• PROVIDED ENTRIES

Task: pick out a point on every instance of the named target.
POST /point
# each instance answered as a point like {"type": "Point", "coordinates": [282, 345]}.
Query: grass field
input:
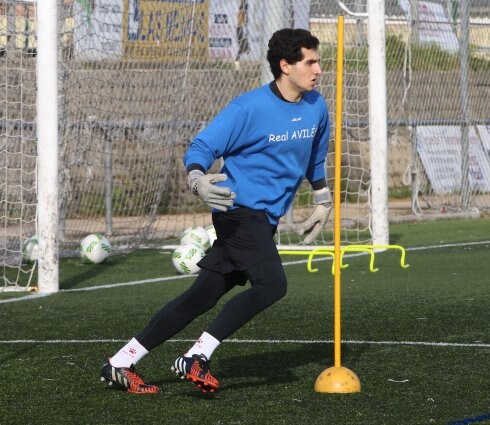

• WHAT TO WORK ON
All of the data above should be quoted exactly, except for the pictures.

• EXERCISE SOLUTION
Task: pick out a point on every instance of the named target.
POST /point
# each instance answered as a point like {"type": "Point", "coordinates": [282, 345]}.
Query: grass field
input:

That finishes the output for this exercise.